**Text**
┌──

A motion to correct is authorized by Practice Book § 19-12, and seeks to: (1) strike facts found by the referee, or add further facts; (2) state the claims of the parties as presented to the referee; and (3) set forth rulings, including decisions on evidence, made by the referee.
An exception asks the court to correct the referee's report to the extent that a party's motion to correct on the same subject has been denied by the referee. A court is authorized to make such a correction only if a material fact "has been found without evidence," or the referee has "failed to find an admitted or undisputed fact, or has found a fact in such doubtful language that its real meaning does not appear." Practice Book § 19-13.
In terms of the standard of review of an attorney trial referee's report, the lack of a motion to correct and exceptions to the report means that the factual findings of the referee must be accepted by this court. "[f]ailure to comply with the rules of practice governing procedures by which a party may challenge the findings of fact and factual conclusions of the attorney referee proves fatal to this claim." Tarka v. Filipovic, 45 Conn. App. 46, 54, 694 A.2d 824 (1997).
In any event, "[a] reviewing authority may not substitute its findings for those of the trier of the facts. This principle applies no matter whether the reviewing authority is the Supreme Court . . . the Appellate Court . . . or the Superior Court reviewing the findings of . . . attorney trial referees. See Practice Book [§ 19-17]. . . . The factual findings of a [trial referee] on any issue are reversible only if they are clearly erroneous. . . . [A reviewing court] cannot retry the facts or pass upon the credibility of the witnesses. . . . A finding of fact is clearly erroneous when there is no evidence in the record to support it . . . or when although there is evidence to support it, the reviewing court on the entire evidence is left with the definite and firm conviction that a mistake has been committed." (Citations omitted; internal quotation marks omitted.) Elgar v. Elgar, 238 Conn. 839, 848-49, 679 A.2d 937 (1996).

└──

**Extracted material**

┌──

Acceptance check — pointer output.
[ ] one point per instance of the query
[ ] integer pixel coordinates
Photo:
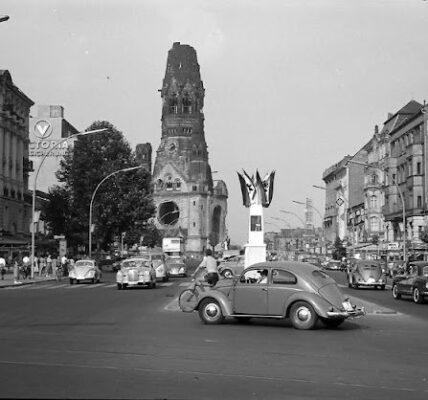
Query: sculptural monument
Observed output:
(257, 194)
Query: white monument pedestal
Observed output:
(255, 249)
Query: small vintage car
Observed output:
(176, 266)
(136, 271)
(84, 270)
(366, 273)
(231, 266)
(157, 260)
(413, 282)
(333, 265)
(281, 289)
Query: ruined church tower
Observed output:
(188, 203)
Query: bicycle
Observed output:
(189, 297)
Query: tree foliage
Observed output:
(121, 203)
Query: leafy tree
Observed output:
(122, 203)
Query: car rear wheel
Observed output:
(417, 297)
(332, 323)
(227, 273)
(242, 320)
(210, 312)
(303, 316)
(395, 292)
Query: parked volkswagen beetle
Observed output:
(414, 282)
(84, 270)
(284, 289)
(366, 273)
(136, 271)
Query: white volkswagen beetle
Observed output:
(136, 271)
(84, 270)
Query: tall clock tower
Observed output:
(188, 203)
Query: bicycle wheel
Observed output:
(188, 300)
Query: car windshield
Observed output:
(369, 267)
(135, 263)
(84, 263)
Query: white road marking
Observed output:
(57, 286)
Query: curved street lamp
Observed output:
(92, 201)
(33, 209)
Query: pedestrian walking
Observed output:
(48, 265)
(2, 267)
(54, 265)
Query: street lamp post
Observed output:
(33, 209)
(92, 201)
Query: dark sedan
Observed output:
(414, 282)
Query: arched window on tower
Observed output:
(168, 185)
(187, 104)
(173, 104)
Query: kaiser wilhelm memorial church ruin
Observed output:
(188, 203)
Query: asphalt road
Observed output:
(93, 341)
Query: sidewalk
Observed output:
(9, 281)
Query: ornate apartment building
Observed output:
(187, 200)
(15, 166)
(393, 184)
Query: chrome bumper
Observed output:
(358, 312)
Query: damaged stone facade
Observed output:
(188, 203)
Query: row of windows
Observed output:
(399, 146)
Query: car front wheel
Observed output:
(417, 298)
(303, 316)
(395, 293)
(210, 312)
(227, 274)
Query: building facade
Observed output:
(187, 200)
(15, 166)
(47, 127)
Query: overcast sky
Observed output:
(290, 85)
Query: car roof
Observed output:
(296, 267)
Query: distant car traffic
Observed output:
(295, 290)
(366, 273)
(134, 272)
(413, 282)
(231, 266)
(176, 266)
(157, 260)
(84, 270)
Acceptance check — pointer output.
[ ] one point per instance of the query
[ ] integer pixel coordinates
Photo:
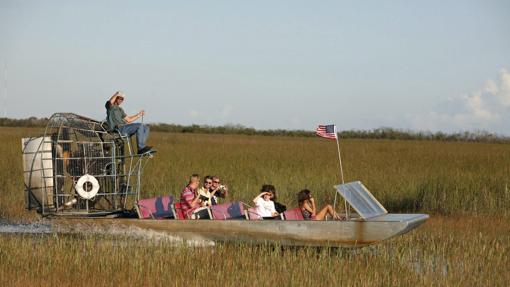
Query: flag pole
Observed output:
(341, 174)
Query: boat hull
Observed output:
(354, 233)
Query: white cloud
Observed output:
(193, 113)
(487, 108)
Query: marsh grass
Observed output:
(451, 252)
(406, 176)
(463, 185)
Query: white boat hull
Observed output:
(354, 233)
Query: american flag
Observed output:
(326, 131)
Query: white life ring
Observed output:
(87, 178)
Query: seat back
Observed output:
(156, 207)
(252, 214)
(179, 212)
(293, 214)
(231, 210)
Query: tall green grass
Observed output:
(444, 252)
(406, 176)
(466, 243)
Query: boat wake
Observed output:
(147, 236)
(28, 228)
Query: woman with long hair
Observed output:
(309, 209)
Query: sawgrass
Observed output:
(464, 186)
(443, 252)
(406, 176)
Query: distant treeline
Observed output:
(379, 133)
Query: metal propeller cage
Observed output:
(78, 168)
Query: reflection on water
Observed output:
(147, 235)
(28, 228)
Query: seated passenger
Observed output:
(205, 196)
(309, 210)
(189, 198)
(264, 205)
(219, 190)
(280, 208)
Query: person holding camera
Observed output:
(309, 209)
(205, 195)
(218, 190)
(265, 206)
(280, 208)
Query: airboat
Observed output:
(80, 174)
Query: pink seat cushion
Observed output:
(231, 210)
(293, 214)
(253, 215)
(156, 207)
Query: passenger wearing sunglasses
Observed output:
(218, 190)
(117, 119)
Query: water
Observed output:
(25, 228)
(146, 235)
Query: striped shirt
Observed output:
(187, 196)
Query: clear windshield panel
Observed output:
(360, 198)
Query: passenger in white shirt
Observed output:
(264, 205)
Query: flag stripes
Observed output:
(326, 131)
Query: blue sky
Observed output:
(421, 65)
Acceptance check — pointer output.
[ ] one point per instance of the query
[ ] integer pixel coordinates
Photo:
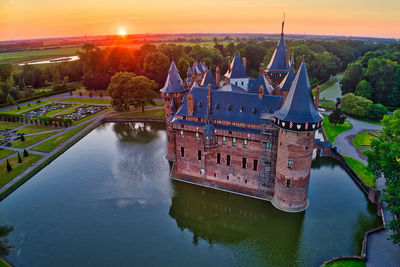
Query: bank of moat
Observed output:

└──

**Problem statement**
Reproduce the passage on attorney trial referee reports from "In terms of" up to and including "A.2d 824 (1997).", substituting "motion for correction" for each occurrence of "motion to correct". The lines are not required for this work.

**Written solution**
In terms of the standard of review of an attorney trial referee's report, the lack of a motion for correction and exceptions to the report means that the factual findings of the referee must be accepted by this court. "[f]ailure to comply with the rules of practice governing procedures by which a party may challenge the findings of fact and factual conclusions of the attorney referee proves fatal to this claim." Tarka v. Filipovic, 45 Conn. App. 46, 54, 694 A.2d 824 (1997).